WHAT IS BEING ASKED: Print all the data, keeping every line exactly as it is.

SUPPLIED DATA:

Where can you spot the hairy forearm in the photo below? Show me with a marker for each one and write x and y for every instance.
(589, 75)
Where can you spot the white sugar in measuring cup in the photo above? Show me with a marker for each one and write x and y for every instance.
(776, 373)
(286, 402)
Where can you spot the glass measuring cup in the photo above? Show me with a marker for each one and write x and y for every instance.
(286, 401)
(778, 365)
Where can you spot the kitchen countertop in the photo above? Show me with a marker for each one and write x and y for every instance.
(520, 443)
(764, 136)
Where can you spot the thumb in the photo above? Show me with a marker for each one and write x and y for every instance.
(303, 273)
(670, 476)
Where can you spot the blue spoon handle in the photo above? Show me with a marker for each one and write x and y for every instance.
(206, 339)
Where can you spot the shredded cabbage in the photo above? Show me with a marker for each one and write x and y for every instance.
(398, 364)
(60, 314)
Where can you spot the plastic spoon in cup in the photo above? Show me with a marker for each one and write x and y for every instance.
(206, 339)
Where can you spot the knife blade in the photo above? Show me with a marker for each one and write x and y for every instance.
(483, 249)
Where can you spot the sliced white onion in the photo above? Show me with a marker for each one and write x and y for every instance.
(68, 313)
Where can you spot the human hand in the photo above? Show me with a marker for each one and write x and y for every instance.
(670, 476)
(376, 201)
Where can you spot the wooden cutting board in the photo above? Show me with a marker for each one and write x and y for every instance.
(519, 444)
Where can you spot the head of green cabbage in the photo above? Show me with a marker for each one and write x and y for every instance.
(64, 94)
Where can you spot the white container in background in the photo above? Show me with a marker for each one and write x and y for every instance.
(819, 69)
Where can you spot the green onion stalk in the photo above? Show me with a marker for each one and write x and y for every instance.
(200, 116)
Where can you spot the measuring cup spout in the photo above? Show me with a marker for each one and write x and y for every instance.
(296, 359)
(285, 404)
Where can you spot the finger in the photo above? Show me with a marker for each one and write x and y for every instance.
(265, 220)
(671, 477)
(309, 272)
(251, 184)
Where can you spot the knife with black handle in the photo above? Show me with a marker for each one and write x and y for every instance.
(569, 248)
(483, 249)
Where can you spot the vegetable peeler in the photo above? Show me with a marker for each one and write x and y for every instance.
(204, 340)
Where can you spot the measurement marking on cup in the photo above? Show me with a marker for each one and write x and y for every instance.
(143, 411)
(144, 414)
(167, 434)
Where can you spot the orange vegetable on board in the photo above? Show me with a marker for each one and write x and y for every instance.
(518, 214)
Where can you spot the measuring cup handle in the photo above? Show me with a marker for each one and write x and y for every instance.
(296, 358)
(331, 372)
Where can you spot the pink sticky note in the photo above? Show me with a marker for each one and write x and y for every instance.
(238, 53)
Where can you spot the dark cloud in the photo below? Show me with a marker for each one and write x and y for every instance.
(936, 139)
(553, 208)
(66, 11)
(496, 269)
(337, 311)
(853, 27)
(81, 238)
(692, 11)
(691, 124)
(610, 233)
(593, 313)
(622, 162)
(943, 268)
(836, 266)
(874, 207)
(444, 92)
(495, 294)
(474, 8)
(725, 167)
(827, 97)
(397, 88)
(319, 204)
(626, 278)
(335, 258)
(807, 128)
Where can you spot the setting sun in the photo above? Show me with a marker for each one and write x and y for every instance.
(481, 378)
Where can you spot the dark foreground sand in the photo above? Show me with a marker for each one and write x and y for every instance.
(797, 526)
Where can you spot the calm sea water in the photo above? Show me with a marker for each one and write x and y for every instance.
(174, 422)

ANSWER TO THIS PROBLEM:
Where can you spot the hairy forearm in the photo below? Show me with a marker for each one and write x and y for every instance.
(589, 75)
Where can you spot the white sugar in measuring cup in the photo above? Show me with a marker for each one and write x and y for every instance.
(776, 373)
(286, 402)
Where can you spot the glass measuring cup in the photo above? Show me with a marker for each one and write x and y for every instance.
(286, 401)
(778, 365)
Where can you spot the kitchen countertop in the photo above? Show me with a marker for each one and write x and y for every instance.
(520, 443)
(764, 136)
Where can you spot the thumb in the photo above? Show me with a marker for each one and write x and y for every instance.
(303, 273)
(670, 476)
Where can you spot the blue spoon handle in the photo above? Show me with a marker for each one and write x and y for every instance.
(206, 339)
Where can you spot the shredded cabbage in the photo above? Show me with a marker for each one and write x and y for every instance.
(398, 364)
(60, 314)
Where can you spot the plastic spoon in cup in the photo above? Show me with a marker for each one and write x and y for every instance.
(206, 339)
Where can you spot the knife blade in the photo above? Show me with a marker for each one and write x and y for every instance.
(483, 249)
Where can you spot the sliced white onion in the photo above? Show me with a marker for each one and write x and y for every instance.
(68, 313)
Where can you spot the human hand in the photo above? Show me with a marker for each one and write x and y for every instance.
(670, 476)
(376, 201)
Where can you spot the wooden cutting board in the photo above? Show me with a marker for each one and write x and y for every instance.
(519, 444)
Where can you spot the head of green cabbage in the photo above? Show me with a marker for each one and write x and y for every instance.
(64, 94)
Where can you spot the white container in background in the photo above? Show me with a marker for each one and write x and y for every instance.
(819, 69)
Where can you spot the green onion stalk in the photo above? Show me with a marker for each one and write x and y for every instance.
(200, 116)
Where can you spot the measuring cup spout in the photo above? Show me with a marker for each one and write x and y for every instance.
(296, 359)
(285, 404)
Where can you spot the finger in the photo above? Show me with a marker for each one and write x and y for every instance.
(265, 220)
(671, 477)
(309, 272)
(251, 184)
Where can you spot the knife with black handle in the photo above? Show me with a marker for each one and write x and y for every instance.
(569, 248)
(483, 249)
Where can you spot the vegetable peeler in the photo above? Show me with a marker for each one and write x and y for every instance.
(204, 340)
Where can you spot the measurement marking on cup in the photo above? Show me with a marker for each one and write x and y for every instance.
(143, 411)
(144, 414)
(167, 434)
Where can you spot the orange vegetable on board in the photo above? Show me with a marker for each one and write x and y for every instance.
(518, 214)
Where can you spot the measuring cup handle in the photo above? Show me with a marker for each one and write x and y for every instance.
(296, 358)
(331, 372)
Where can you spot the pink sticky note in the photo above? Show me with a marker for each one and write x and y for every instance.
(238, 53)
Where can you spot the dark cloud in the photo below? Show me with a marker for each one and write x and y for every instance.
(936, 139)
(553, 208)
(66, 11)
(496, 269)
(337, 311)
(853, 27)
(81, 238)
(692, 11)
(691, 124)
(610, 233)
(593, 313)
(622, 162)
(943, 268)
(836, 266)
(874, 207)
(444, 92)
(495, 294)
(474, 8)
(725, 167)
(827, 97)
(397, 88)
(319, 204)
(626, 278)
(335, 258)
(807, 128)
Where can you spot the setting sun in the photo above? Show me with a marker for each one and write x and y for every instance.
(481, 378)
Where can you spot the dark foreground sand in the photo above? Show me with a marker for each one and write x and y for every instance.
(797, 526)
Where can you spot the calm sea water in the photo above? Show me with a marker for each one and write x and y for every instance.
(174, 422)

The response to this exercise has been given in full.